START TEXT PROVIDED

Lawmakers hopeful for Medicaid compromise - - The News for South Mississippi

Lawmakers hopeful for Medicaid compromise

JACKSON, MS (Mississippi News Now) -

The house and senate chambers may be empty now, but lawmakers will have to make a trip back to the capitol for some unfinished business, approving a budget for the Medicaid program.

That was a large part of the conversation Monday afternoon between Democratic Senator David Blount and Republican Representative Andy Gipson.

"I think we need to admit that the Affordable Care Act is the law of the land and we need to follow the law," said Blount.

At issue is whether the state should expand the program under the Affordable Care Act. For Mississippi it means a cumulative budget cost of $1.1 billion dollars through the year 2025. Blount says if the state spends that money, the federal government will send the state $12.1 billion. That, he says, is an investment.

"In my mind, that's a good deal and we ought to take it," said Blount.

Gipson isn't sold on that deal and says there's just too many unanswered questions.

END TEXT PROVIDED
START PROVIDED INFORMATION

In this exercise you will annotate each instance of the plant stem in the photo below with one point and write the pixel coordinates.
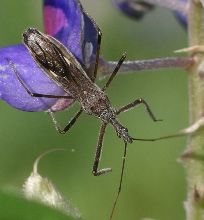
(194, 156)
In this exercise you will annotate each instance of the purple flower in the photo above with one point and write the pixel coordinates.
(66, 21)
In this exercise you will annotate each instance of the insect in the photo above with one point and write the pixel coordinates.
(62, 67)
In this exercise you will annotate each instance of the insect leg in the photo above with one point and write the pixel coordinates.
(115, 71)
(27, 89)
(95, 170)
(135, 104)
(97, 52)
(68, 126)
(120, 183)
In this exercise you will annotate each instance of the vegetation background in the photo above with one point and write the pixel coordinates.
(154, 183)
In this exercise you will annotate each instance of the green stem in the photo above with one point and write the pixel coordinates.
(194, 157)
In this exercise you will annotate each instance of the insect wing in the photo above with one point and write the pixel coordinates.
(67, 21)
(57, 62)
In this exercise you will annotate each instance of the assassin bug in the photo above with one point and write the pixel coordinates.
(62, 67)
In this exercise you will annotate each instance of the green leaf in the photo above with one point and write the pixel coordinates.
(14, 207)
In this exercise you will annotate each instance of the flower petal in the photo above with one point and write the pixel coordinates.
(13, 92)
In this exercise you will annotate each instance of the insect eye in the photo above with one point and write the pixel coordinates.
(125, 129)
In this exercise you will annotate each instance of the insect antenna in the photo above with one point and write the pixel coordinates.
(115, 71)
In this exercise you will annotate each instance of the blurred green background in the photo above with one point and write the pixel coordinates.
(154, 183)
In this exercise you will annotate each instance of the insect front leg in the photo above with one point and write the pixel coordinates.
(99, 33)
(95, 170)
(135, 104)
(69, 124)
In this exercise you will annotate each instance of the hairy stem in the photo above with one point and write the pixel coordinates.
(106, 67)
(194, 155)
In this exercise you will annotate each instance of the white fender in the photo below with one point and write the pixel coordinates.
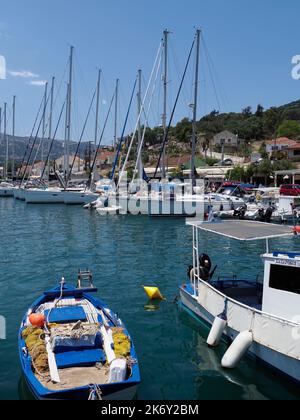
(108, 344)
(216, 332)
(237, 350)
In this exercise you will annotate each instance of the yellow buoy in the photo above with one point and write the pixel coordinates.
(153, 293)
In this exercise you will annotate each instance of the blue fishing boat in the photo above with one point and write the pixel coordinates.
(73, 347)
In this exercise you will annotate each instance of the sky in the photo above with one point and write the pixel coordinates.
(246, 53)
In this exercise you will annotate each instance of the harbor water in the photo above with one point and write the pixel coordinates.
(40, 244)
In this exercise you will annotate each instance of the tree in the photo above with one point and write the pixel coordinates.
(237, 174)
(290, 129)
(260, 111)
(247, 112)
(263, 150)
(271, 121)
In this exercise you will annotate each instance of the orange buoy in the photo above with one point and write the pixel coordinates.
(37, 320)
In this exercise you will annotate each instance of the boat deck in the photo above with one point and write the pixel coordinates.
(77, 377)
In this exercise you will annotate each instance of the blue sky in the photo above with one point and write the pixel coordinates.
(251, 45)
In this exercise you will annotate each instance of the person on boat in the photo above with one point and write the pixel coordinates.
(205, 270)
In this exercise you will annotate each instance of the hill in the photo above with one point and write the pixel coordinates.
(21, 144)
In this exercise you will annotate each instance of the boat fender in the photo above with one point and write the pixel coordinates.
(237, 350)
(205, 261)
(117, 371)
(216, 331)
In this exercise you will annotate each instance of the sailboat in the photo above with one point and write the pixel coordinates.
(85, 195)
(47, 195)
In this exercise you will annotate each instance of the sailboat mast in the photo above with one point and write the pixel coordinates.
(139, 97)
(97, 107)
(195, 109)
(50, 121)
(68, 117)
(13, 138)
(1, 130)
(165, 82)
(44, 122)
(6, 143)
(116, 113)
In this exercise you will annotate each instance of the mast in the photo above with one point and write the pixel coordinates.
(6, 143)
(116, 114)
(97, 106)
(139, 97)
(165, 82)
(68, 117)
(97, 116)
(195, 109)
(13, 138)
(1, 126)
(50, 121)
(44, 121)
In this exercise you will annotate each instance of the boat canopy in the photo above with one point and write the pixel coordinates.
(244, 230)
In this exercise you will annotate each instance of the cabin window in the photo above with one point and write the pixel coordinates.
(285, 278)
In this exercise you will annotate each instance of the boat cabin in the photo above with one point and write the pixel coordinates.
(278, 293)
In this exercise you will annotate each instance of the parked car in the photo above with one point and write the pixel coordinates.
(226, 162)
(290, 189)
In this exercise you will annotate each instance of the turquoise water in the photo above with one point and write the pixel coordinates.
(40, 244)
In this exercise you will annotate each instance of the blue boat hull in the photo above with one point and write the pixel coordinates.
(110, 391)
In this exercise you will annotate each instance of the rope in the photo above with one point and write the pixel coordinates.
(95, 393)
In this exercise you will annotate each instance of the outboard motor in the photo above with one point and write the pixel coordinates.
(269, 214)
(266, 215)
(240, 212)
(205, 268)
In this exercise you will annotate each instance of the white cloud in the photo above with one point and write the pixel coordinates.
(38, 83)
(25, 74)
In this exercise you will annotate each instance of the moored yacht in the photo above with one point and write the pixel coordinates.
(259, 319)
(6, 189)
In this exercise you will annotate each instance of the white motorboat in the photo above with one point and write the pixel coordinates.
(261, 320)
(44, 196)
(79, 197)
(6, 189)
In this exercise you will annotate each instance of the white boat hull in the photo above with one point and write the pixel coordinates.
(71, 197)
(44, 196)
(181, 206)
(19, 194)
(284, 364)
(6, 192)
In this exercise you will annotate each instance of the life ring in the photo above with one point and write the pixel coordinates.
(205, 261)
(296, 230)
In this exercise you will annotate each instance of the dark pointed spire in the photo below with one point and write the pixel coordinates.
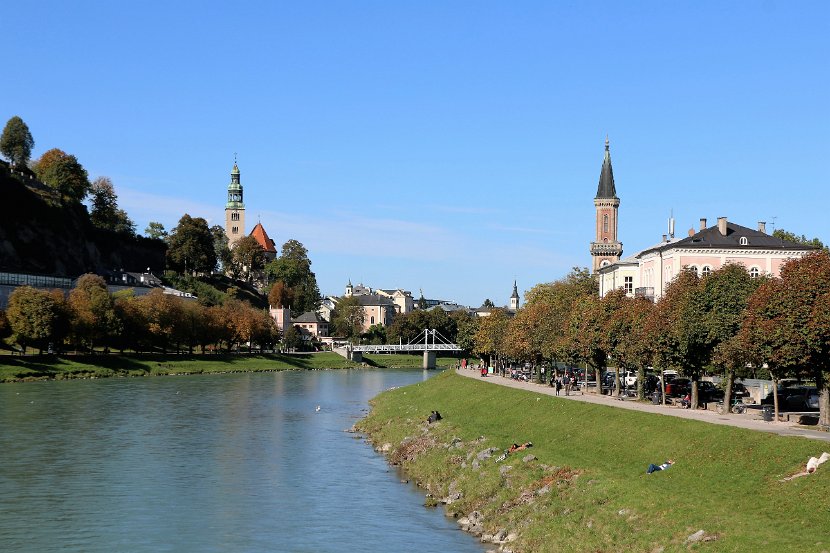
(606, 187)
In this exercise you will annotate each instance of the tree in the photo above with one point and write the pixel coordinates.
(681, 336)
(105, 212)
(348, 317)
(467, 326)
(220, 247)
(248, 257)
(62, 172)
(156, 231)
(792, 237)
(16, 143)
(191, 246)
(93, 316)
(805, 310)
(725, 293)
(293, 268)
(36, 317)
(489, 339)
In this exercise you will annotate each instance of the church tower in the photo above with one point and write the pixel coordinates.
(234, 209)
(606, 249)
(514, 298)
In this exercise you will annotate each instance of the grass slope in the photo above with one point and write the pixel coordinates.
(595, 495)
(48, 367)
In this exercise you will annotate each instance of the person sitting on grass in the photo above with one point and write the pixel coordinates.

END PROVIDED INFORMATION

= PROBLEMS TO SOLVE =
1. In the Medicaid article, what amount does Blount say the federal government will send Mississippi if the state spends the money?
2. Go on with the article about the Medicaid budget, starting after its final sentence.

= RESPONSES TO THE TASKS =
1. $12.1 billion.

2.
"We just don't know enough right now to be able to think and be able to discuss intelligently what the effect of all this is going to be," said Gipson.

With political parties standing firm in their stances, lawmakers are hoping there will soon be some common ground.

"It's been largely a partisan issue but I don't think it has to be a partisan issue. To me it's a dollars and cents issue and it's a public health issue," said Blount.

For Gipson, it's a different issue.

"It's an issue of whether we can afford this. We're having struggled to fund the program we already have," said Gipson.

While they disagree on an expansion, both agree something will have to be done. Blount says it'll come down to having options on the table. Blount says lawmakers can extend the current program through October to allow for more time and information or allow for a trigger clause in legislation to ease republican concerns over disproportionate share payments.

"I hope that when we come back in special session an idea would have been reached and everybody will know what the game plan is and we can all come in and get it done in one day," said Blount.

When a special session happens is in hands of the governor. Lawmakers believe it will be sometime in June.